◆ **Extract to read**
=======
Nomura

Thailand: a fragile investment cycle

  • The ongoing investment recovery in Thailand is likely to be unsustainable
  • The election could result in another adverse political environment, particularly for private investment
  • Amid a cautious investment outlook, we believe the growth cycle has already peaked and expect the current account surplus is forecast to remain large

Based on Thailand’s overall investment cycle, and after considering the various sectors and drivers of the recent recovery, it appears that the ongoing investment recovery is likely to be unsustainable. This is primarily due to cyclical tailwinds, while structural economic and political headwinds remain underlying constraints.

The political schism that has prevailed in Thailand hit the economy mainly through the private investment channel. Given this, the upswing in exports has contributed to a recovery, but one that has been uneven across industries and has concentrated in export-oriented autos and electronics, as well as oil-related sectors, which benefitted from rising oil prices.
=======
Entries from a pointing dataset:

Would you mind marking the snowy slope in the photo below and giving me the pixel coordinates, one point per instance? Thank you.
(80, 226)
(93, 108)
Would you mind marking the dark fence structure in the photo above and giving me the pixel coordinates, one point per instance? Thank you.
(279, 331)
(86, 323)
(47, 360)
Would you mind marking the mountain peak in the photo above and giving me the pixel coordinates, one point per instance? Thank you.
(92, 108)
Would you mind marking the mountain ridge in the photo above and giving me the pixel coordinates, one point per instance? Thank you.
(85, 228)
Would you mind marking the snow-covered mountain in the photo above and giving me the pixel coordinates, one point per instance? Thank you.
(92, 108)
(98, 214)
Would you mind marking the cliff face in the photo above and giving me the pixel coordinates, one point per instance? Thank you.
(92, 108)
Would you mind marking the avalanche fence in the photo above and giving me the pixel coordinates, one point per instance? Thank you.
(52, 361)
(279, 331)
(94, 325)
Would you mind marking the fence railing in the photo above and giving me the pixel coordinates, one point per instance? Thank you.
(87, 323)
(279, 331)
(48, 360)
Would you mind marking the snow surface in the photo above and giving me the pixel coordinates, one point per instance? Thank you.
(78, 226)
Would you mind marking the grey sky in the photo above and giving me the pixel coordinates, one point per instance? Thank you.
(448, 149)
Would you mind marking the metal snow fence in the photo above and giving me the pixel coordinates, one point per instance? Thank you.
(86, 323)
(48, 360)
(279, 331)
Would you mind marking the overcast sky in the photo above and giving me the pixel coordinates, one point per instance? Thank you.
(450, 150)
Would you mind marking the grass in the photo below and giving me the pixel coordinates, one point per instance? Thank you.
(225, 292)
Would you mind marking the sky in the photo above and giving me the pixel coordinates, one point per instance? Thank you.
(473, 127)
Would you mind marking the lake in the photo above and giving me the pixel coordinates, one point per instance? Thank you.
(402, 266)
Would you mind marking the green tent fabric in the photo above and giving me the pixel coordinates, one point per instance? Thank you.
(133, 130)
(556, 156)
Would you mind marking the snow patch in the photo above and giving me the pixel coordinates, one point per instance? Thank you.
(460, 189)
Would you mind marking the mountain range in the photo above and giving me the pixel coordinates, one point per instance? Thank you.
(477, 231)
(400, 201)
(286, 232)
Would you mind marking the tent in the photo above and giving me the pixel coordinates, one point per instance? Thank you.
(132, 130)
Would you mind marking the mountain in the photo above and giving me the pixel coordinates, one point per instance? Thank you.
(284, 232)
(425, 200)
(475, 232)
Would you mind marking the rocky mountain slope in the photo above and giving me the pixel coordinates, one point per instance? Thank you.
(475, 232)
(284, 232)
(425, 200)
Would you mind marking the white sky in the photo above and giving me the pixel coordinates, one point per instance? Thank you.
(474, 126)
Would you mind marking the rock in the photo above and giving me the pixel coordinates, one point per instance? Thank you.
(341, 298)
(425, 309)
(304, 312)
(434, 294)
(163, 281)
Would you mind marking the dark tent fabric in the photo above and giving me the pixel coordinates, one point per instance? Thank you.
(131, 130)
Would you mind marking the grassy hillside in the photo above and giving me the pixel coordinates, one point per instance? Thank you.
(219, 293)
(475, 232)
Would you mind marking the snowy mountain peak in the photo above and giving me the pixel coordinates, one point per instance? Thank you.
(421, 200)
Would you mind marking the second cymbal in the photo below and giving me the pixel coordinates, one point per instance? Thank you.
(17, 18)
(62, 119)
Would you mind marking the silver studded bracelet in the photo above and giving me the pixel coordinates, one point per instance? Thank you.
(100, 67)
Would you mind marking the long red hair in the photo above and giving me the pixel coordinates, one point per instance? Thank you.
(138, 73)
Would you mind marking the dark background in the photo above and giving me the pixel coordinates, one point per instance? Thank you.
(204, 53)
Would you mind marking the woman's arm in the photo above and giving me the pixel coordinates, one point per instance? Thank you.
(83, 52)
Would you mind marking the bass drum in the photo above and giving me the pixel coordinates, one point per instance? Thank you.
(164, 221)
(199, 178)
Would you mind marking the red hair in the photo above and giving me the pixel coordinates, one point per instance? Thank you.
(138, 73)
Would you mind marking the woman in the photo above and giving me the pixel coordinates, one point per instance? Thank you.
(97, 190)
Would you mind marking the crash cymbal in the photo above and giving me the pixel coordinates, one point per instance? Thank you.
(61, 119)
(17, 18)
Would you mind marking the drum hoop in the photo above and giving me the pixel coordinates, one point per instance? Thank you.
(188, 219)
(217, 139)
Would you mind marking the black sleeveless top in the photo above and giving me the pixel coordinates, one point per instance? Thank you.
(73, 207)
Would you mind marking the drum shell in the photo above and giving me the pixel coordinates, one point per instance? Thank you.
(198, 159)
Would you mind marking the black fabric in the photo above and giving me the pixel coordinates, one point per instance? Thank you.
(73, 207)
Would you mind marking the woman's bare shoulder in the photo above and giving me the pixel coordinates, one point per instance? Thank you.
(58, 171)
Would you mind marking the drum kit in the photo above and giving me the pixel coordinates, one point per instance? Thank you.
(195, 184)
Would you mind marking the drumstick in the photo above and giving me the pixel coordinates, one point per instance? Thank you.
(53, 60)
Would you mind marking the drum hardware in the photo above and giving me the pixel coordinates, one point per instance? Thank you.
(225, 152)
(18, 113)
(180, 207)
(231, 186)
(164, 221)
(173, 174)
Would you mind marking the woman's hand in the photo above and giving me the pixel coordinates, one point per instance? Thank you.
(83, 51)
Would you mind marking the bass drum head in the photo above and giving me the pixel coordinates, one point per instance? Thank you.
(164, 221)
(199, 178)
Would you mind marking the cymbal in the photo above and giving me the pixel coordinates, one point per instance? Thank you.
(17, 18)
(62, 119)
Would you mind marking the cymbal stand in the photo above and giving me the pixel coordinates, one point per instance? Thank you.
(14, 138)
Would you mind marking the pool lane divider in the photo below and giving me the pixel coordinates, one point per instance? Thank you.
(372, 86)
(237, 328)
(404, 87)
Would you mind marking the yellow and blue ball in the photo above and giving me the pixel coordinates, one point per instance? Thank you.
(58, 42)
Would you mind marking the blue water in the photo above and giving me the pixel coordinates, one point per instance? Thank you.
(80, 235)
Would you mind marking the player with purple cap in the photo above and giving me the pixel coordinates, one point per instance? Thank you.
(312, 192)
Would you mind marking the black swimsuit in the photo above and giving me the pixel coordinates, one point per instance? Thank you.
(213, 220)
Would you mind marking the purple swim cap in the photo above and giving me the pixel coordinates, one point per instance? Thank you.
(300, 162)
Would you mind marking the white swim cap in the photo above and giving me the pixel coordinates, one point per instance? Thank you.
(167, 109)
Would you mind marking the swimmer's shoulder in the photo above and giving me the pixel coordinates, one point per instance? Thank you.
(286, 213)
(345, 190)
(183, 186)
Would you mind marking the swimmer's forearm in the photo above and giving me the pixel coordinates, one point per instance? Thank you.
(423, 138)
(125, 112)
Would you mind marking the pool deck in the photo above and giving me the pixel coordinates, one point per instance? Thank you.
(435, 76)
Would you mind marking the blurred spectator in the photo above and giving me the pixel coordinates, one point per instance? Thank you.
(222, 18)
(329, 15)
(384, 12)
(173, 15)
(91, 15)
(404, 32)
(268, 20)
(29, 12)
=======
◆ **Your task**
Summarize the note on Thailand's investment cycle in two sentences. Rely on the text by itself.

◆ **Solution to the problem**
Thailand's ongoing investment recovery is likely to be unsustainable, because it rests mainly on cyclical tailwinds while structural economic and political headwinds remain underlying constraints. The country's political schism has hit the economy mainly through private investment, and the export-led recovery has been uneven, concentrated in autos, electronics, and oil-related sectors that benefited from rising oil prices.